------ Document passage ------
Repeat regions of the primary contigs and haplotigs were predicted independently. We used the REPET pipeline v2.5 (35, 96) for repeat annotation, in combination with Repbase v21.05 (45). First, we used TEdenovo to predict novel repetitive elements following the developer’s instructions and the parameters given in our github File 14. The set of TEs provided by TEdenovo were used to annotate all repetitive elements by using TEanno following the developer’s instructions, including the methodological advice, and the parameters given in File 15. Annotation was performed on genome version 0.4 and subsequently filtered for version 1.0 (Table S1G). We transferred the superfamily annotation according to the methods described by Wicker (36) for all elements from the underlying database hits if these agreed with each other and the REPET annotation. See jupyter notebooks Pst_104E_v12_TE_filtering_and_summary_p_contigs submission_21092017 and Pst_104E_v12_TE_filtering_and_summary_h_contigs submission_21092017 in our github repository for full analysis details.

We estimated TE age based on the divergence of each sequence from the consensus sequence (38). We calculated the mean percent identity for all identified TEs (repbase2005_aaSeq, repbase2005_ntSeq, and de novo-identified repeats via TEdenovo) using the REPET pipeline function PostAnalyzeTELib.py -a 3 (File 1). We used the function T = D/t to roughly approximate TE age, where T is the elapsed time since the ancestral sequence, D is the estimated divergence based on percent identity calculated via the REPET pipeline [D = (1 − mean percent identity)/100], and t is the substitution rate per site per year. We estimated t to be ~2 × 10⁻⁹, based on previous publications (97, 98). For details, see the notebook Revision_TE_filtering_and_summary_p_contigs.ipynb at our study’s github respository.

We annotated genes on primary contigs and haplotigs independently. We combined RNA-seq-guided ab initio predictions by using CodingQuarry v2.0 (41) and BRAKER v1.9 (42) with de novo transcriptome assembly approaches of Trinity v2.2.0 (99) and PASA v2.0.1 (40). Gene models were unified using EvidenceModeler v1.1.1 (40) and the weights reported in File 16.

We mapped the trimmed RNA-seq reads described in this study (see below) and previously (39) against primary contigs and haplotigs by using hisat2 v2.1.0 (-max-intronlen 10000 -min-intronlen 20 -dta-cufflinks) (44). For ab initio predictions, we reconstructed transcripts using stringtie v1.2.3 (-f 0.2) (100). We ran CodingQuarry (-d) in the pathogen mode in SignalP4 (101) for secretome predictions on the soft-masked genome by using RepeatMasker v4.0.5 (-xsmall -s -GC 43). Similarly, we used the stringtie-reconstructed transcripts as a training set for the ab initio prediction pipeline BRAKER 1 v1.9 (42) and used the nonrepeat masked genome as a reference.
------ Data excerpts ------
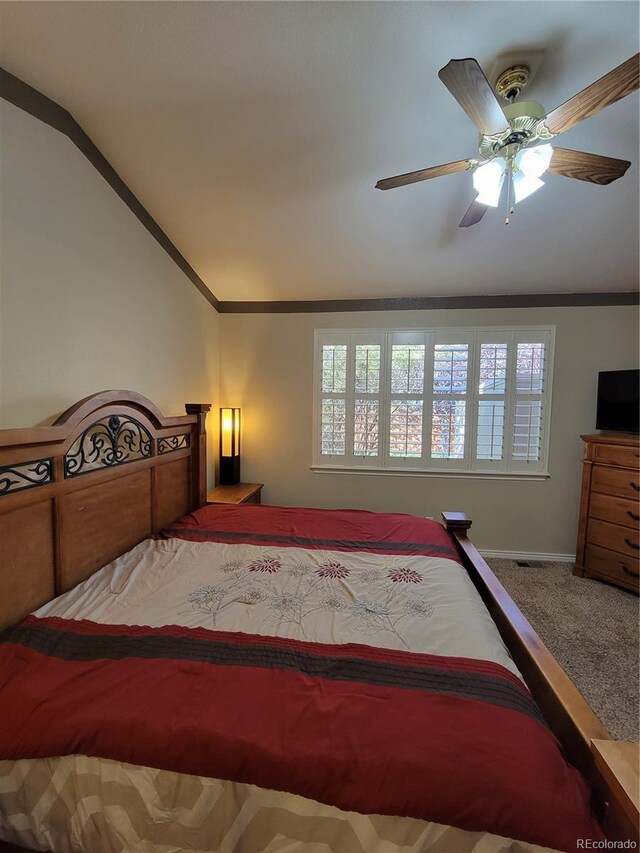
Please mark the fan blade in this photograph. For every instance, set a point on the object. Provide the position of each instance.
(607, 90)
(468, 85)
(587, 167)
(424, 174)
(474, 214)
------
------ Data excerpts ------
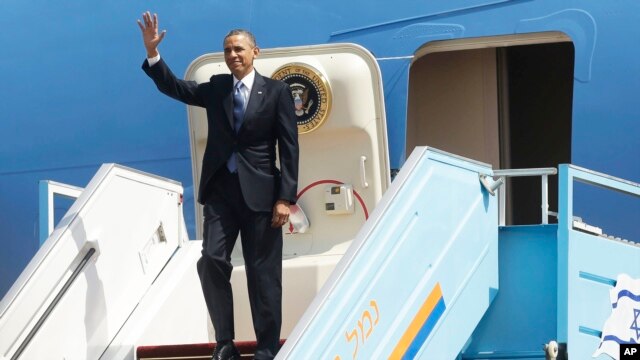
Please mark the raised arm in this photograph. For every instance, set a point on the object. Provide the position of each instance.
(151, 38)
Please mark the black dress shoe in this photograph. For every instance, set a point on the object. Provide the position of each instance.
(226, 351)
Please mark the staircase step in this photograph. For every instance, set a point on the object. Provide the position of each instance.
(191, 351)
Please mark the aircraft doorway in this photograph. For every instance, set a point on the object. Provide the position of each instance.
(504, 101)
------
Exercise instructions:
1 – According to the methods passage, which version of Repbase was used with the REPET pipeline for repeat annotation?
2 – Translate this sentence from the methods passage into Spanish: "We annotated genes on primary contigs and haplotigs independently."

Solutions by task:
1 – Repbase v21.05

2 – Anotamos los genes de los contigs primarios y de los haplotigs de forma independiente.